◆ **Task statement**: Rewrite everything from the line containing "in [22, 86]." down to the end of the data, requests included, with each answer coordinate multiplied by 1.8 and rounded to a whole number, halves rounding up. Leave the numbers in the requests and their sample formats unchanged, and reproduce only those lines.

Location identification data
--

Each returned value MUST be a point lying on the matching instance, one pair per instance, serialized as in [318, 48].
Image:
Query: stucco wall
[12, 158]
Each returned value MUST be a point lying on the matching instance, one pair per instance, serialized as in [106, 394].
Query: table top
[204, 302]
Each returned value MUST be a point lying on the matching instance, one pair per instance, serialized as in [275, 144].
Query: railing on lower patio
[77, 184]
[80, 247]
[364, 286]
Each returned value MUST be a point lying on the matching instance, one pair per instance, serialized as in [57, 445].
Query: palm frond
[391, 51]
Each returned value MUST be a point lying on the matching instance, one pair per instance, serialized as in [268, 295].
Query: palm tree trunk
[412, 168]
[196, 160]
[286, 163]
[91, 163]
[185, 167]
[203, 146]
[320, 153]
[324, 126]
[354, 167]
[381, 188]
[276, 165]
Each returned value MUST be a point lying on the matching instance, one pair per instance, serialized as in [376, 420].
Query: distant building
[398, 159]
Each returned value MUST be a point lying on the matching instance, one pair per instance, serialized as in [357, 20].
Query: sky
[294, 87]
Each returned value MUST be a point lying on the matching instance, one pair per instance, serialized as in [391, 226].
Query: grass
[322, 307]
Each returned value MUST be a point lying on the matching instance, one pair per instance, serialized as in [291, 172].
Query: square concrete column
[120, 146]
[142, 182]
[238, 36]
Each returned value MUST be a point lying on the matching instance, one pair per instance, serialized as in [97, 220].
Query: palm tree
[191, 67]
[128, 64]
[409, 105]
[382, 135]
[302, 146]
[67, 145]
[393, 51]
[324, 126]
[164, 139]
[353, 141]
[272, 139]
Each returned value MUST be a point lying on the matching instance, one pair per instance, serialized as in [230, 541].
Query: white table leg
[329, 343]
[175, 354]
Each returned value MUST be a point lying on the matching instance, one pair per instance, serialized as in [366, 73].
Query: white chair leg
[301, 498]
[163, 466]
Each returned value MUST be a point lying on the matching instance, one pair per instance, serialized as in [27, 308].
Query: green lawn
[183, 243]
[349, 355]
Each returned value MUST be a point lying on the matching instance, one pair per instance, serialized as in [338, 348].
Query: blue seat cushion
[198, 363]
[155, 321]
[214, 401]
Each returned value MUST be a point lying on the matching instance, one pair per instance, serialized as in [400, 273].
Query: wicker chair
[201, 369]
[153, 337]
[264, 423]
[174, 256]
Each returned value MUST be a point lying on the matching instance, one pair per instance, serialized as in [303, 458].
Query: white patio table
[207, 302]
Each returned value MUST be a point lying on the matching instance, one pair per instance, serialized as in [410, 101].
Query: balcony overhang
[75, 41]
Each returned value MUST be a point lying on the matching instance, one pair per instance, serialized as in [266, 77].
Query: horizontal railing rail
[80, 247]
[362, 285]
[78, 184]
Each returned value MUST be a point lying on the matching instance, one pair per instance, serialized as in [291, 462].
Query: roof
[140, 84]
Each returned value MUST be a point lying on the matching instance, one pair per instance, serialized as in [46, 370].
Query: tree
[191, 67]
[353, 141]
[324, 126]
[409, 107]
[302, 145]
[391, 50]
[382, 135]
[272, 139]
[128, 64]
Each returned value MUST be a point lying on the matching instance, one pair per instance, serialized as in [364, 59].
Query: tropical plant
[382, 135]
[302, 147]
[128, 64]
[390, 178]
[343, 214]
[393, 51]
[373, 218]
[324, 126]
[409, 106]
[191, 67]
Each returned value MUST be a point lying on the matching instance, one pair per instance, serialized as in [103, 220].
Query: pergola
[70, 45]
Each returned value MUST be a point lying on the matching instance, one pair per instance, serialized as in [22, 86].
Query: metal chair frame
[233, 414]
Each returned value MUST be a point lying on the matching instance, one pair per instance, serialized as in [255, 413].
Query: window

--

◆ **Exercise response**:
Each returned value MUST be a point lying on the matching instance, one pair per instance, serialized as in [22, 86].
Query: metal chair frame
[419, 745]
Each returned value MUST be a point lying on the matching instance, one pair per instance, serialized as in [255, 413].
Query: window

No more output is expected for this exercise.